►

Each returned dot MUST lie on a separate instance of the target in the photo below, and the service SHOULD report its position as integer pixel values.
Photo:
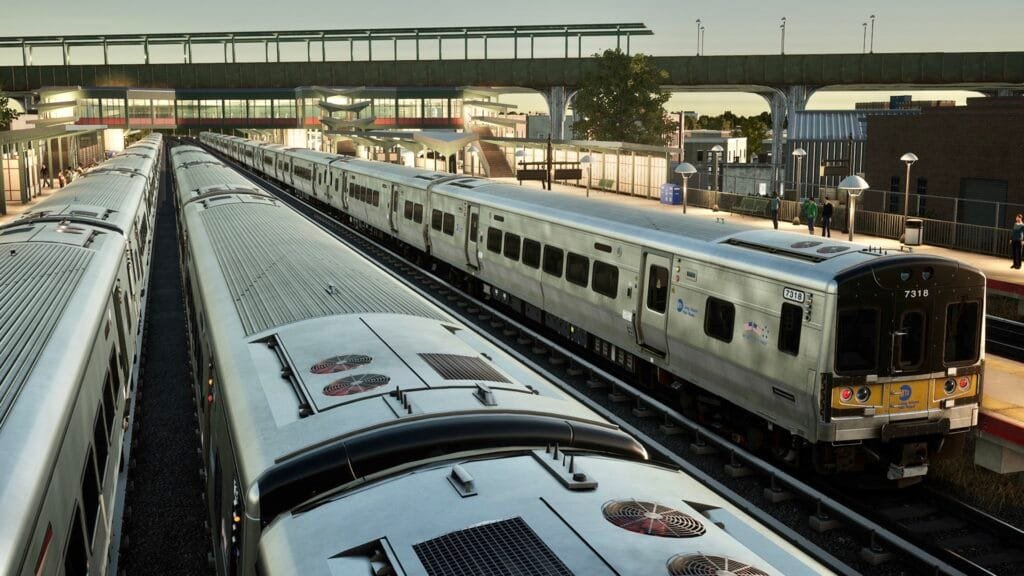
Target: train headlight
(863, 393)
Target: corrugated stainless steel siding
(36, 285)
(278, 270)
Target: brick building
(971, 166)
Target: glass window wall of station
(236, 109)
(211, 109)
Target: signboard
(531, 174)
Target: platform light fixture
(908, 159)
(799, 155)
(854, 187)
(685, 169)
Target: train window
(530, 252)
(604, 279)
(512, 245)
(577, 269)
(962, 333)
(100, 441)
(495, 240)
(910, 340)
(788, 328)
(90, 496)
(553, 260)
(857, 340)
(76, 559)
(720, 318)
(657, 289)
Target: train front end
(907, 359)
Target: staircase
(494, 159)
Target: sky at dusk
(739, 27)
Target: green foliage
(755, 128)
(623, 100)
(7, 114)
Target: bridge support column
(558, 98)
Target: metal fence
(949, 222)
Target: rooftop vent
(355, 384)
(507, 547)
(805, 244)
(340, 363)
(700, 565)
(833, 249)
(455, 367)
(651, 519)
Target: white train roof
(516, 512)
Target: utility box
(913, 233)
(671, 194)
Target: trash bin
(913, 232)
(671, 194)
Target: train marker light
(863, 393)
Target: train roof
(519, 511)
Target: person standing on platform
(1017, 240)
(826, 219)
(811, 212)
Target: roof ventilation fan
(355, 383)
(651, 519)
(700, 565)
(340, 363)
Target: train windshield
(963, 331)
(857, 340)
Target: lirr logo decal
(794, 295)
(904, 393)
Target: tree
(622, 99)
(7, 114)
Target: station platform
(999, 445)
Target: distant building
(973, 153)
(834, 140)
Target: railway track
(1005, 337)
(891, 536)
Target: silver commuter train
(74, 274)
(351, 427)
(826, 342)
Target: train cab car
(74, 273)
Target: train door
(392, 214)
(472, 237)
(651, 332)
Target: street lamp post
(908, 159)
(799, 155)
(698, 37)
(782, 26)
(685, 169)
(854, 187)
(587, 161)
(872, 34)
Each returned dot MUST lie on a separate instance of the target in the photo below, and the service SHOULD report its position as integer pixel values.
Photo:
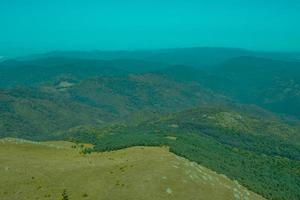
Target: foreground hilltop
(43, 170)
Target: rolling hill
(44, 170)
(37, 112)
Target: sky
(37, 26)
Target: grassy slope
(43, 170)
(257, 149)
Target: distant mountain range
(232, 110)
(198, 57)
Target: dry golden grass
(44, 170)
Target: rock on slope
(44, 170)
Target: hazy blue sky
(33, 26)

◄

Objective:
Starting at the line containing "Target: dry golden grass" and ending at the last of the entries, write those lines out again, requests included, with every coordinate in the answers multiplied by 1.1 and rounded to a whole number, halves rounded up.

Exercise answer:
Target: dry golden grass
(48, 187)
Target: rock on slope
(48, 187)
Target: hazy blue sky
(36, 29)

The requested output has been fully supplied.